▶ [WORK REQUIRED]: Copy each of the following items line for line, with no changes.

▶ [RECORDS SHOWN]:
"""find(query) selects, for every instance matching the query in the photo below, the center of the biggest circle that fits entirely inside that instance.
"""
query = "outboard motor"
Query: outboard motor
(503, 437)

▶ [RESPONSE TO THIS TASK]:
"""find(query) selects, for every instance matching the query in the photo below, the center of the biggest circle that fits entirely inside that instance.
"""
query = "outboard motor"
Query: outboard motor
(503, 437)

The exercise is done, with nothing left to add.